### EXERCISE DESCRIPTION
Exact repetition of the data is the whole task.

### INPUT MATERIAL
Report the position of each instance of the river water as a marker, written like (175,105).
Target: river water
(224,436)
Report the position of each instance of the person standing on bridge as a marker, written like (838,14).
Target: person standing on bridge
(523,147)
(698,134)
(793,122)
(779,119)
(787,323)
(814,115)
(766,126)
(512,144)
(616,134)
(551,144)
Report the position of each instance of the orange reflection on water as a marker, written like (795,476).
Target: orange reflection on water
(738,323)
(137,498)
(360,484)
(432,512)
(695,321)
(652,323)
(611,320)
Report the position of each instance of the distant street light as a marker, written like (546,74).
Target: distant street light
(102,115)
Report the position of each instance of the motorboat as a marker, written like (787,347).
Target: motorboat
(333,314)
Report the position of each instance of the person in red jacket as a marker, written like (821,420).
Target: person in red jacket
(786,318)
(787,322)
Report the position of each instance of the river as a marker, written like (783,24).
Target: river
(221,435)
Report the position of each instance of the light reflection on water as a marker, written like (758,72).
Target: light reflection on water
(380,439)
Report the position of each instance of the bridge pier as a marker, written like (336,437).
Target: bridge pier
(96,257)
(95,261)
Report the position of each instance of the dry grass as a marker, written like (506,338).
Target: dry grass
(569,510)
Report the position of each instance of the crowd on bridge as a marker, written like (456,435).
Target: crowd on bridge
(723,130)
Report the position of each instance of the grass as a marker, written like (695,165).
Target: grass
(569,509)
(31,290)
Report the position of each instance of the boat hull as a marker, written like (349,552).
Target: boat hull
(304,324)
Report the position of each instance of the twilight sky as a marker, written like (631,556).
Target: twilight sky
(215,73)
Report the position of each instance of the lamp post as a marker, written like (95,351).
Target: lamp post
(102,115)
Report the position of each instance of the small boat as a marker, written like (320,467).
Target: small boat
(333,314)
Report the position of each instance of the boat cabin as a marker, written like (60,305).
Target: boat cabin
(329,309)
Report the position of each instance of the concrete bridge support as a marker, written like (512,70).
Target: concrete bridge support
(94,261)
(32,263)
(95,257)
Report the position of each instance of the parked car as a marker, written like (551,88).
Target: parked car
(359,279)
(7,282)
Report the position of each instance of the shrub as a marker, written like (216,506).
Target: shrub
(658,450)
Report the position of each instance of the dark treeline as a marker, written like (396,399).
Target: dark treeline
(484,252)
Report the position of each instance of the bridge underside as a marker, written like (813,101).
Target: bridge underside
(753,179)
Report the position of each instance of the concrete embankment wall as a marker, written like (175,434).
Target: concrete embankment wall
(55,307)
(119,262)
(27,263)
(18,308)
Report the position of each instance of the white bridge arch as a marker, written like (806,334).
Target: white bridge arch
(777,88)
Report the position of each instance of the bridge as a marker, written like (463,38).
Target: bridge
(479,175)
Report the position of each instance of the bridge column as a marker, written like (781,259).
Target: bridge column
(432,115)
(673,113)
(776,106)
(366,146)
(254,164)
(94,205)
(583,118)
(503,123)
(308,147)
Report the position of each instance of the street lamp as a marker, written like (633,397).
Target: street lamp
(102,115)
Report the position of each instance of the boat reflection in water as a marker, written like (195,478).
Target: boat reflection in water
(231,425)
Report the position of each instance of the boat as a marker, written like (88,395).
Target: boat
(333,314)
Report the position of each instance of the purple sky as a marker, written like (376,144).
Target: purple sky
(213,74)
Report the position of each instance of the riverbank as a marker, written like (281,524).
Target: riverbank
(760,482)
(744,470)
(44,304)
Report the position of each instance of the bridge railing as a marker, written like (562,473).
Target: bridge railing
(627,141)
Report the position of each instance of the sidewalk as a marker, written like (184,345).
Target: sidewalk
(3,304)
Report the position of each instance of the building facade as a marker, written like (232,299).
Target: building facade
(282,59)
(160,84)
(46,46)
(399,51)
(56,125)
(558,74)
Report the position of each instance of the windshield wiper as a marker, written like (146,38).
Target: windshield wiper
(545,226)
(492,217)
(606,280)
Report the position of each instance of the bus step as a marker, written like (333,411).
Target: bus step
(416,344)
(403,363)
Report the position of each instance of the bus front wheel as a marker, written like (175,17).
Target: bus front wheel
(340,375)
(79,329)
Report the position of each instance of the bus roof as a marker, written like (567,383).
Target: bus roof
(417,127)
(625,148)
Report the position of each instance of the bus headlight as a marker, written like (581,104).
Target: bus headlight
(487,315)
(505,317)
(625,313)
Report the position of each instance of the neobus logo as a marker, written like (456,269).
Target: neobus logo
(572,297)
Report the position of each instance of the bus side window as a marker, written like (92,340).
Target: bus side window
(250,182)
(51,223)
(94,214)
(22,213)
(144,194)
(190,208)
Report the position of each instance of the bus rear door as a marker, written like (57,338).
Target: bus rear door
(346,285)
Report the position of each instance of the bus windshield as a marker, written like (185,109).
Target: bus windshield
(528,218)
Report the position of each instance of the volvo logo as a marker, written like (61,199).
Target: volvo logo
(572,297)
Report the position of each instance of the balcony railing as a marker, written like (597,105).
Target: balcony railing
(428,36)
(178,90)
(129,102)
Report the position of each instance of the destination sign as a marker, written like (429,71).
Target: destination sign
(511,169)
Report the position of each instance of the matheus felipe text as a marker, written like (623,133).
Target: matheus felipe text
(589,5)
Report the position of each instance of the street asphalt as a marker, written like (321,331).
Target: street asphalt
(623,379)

### TASK ANSWER
Report the position of each instance of the river water as a marker, written like (175,105).
Target: river water
(224,436)
Report the position of each instance of the person standing on bridge as a marker, written like (838,14).
Target: person standing on bridge
(523,147)
(698,134)
(793,122)
(779,119)
(787,323)
(814,115)
(766,126)
(512,144)
(616,134)
(551,144)
Report the position of each instance of the orange reflection on water as a marker, written like (795,476).
Target: orange reflection on water
(738,323)
(137,498)
(360,484)
(432,512)
(695,321)
(652,323)
(611,320)
Report the position of each instance of the distant street light as a marker, written like (546,74).
Target: distant street light
(102,115)
Report the position of each instance of the motorboat as a marker, written like (787,347).
Target: motorboat
(333,314)
Report the position of each instance of the person in red jacket as a marker, written like (821,420).
Target: person in red jacket
(786,318)
(787,322)
Report the position of each instance of the river as a marker, written like (783,24).
Target: river
(221,435)
Report the position of each instance of the light reflection on water as a marker, written like (758,72).
Target: light reflection on water
(380,439)
Report the position of each instance of the bridge pier as a marker, written like (336,437).
Target: bridge pier
(96,257)
(95,261)
Report the position of each instance of the dry grass as a marker, written like (506,338).
Target: dry grass
(569,510)
Report the position of each instance of the crowd on bridge as a marker, written like (456,435).
Target: crowd on bridge
(723,130)
Report the position of each instance of the grass as a marker, written like (695,165).
Target: grass
(569,509)
(31,290)
Report the position of each instance of the boat hull as a marker, written like (349,552).
Target: boat hull
(304,324)
Report the position of each instance of the twilight sky as a marker, written like (631,556).
Target: twilight sky
(215,73)
Report the position of each instance of the lamp post as a marker, written like (95,351).
Target: lamp post
(102,115)
Report the position of each instance of the small boat as a marker, written like (320,467).
Target: small boat
(333,314)
Report the position of each instance of the boat cabin as a marker, written like (60,305).
Target: boat cabin
(329,309)
Report the position of each instance of the concrete bridge support as a marker, written like (512,70).
Target: concrete bridge support
(94,261)
(32,263)
(95,257)
Report the position of each instance of the parked car as a marker, written like (551,88).
Target: parked car
(359,279)
(7,282)
Report the position of each instance of the shrub as a marker, written like (216,506).
Target: shrub
(658,450)
Report the position of each instance of the dark treeline as a marker, written like (396,399).
Target: dark treeline
(484,252)
Report the position of each instance of the bridge underside as a marker, written like (813,101).
Target: bridge underside
(753,179)
Report the position of each instance of the concrete embankment wall as a marker, written like (175,434).
Target: concrete embankment wall
(55,307)
(119,262)
(27,263)
(18,308)
Report the position of each instance of the white bridge arch as a marker, written like (806,334).
Target: white bridge arch
(777,88)
Report the position of each instance of the bridge as a marker, written like (463,38).
Target: bridge
(479,175)
Report the position of each instance of the bridge column as a marker, written like (781,259).
Target: bridge column
(432,115)
(673,113)
(776,106)
(366,146)
(254,164)
(94,205)
(583,118)
(503,123)
(308,147)
Report the position of each instance of the street lamp as a marker, written like (633,397).
Target: street lamp
(102,115)
Report the position of each instance of the boat reflection in water as a marker, written like (195,478).
Target: boat reflection in water
(231,425)
Report the position of each instance of the boat as a marker, written like (88,395).
Target: boat
(333,314)
Report the position of each instance of the purple sky as a marker, written like (376,144).
Target: purple sky
(213,74)
Report the position of each instance of the riverbank as a marker, written like (281,524).
Target: riverbank
(760,482)
(744,470)
(44,304)
Report the position of each instance of the bridge railing as a marker, written like (562,473).
Target: bridge railing
(627,141)
Report the position of each instance of the sidewalk as a marker, written like (184,345).
Target: sidewalk
(3,304)
Report the position of each instance of the building facade as a marker, written like (232,299).
Target: building facade
(282,59)
(160,84)
(46,46)
(399,51)
(56,125)
(558,74)
Report the position of each instance of the windshield wiper as a marker, written like (146,38).
Target: windshield wiper
(545,226)
(492,217)
(606,280)
Report the position of each instance of the bus step as a marker, written like (333,411).
Target: bus step
(416,344)
(403,363)
Report the position of each instance of the bus front wheel as a marker, written like (175,17).
Target: bus front wheel
(340,375)
(79,329)
Report the position of each instance of the bus roof as a marker, written like (567,383).
Target: bus roof
(417,127)
(625,148)
Report the position of each instance of the bus headlight as a marker, written like (581,104).
Target: bus headlight
(487,315)
(505,317)
(625,313)
Report the position of each instance of the neobus logo as a marker, written like (456,269).
Target: neobus logo
(572,297)
Report the position of each instance of the bus side window as a marker, written like (92,340).
Target: bus side window
(250,182)
(51,223)
(94,214)
(22,213)
(144,194)
(190,208)
Report the position of each instance of the bus rear door as a marker, written like (57,338).
Target: bus rear door
(346,285)
Report the position of each instance of the bus windshield as a marker, written like (185,109).
Target: bus windshield
(528,218)
Report the position of each instance of the volvo logo as a marker, written like (61,199).
Target: volvo logo
(572,297)
Report the position of each instance of the balcony railing as a marker, written like (597,105).
Target: balcony railing
(428,36)
(178,90)
(129,102)
Report the position of each instance of the destination sign as a marker, written like (429,71).
Target: destination sign
(511,169)
Report the position of each instance of the matheus felipe text as a marker, written like (623,133).
Target: matheus felipe text
(589,5)
Report the position of each instance of the street asphalt as a marker, written like (321,331).
Target: street asphalt
(623,379)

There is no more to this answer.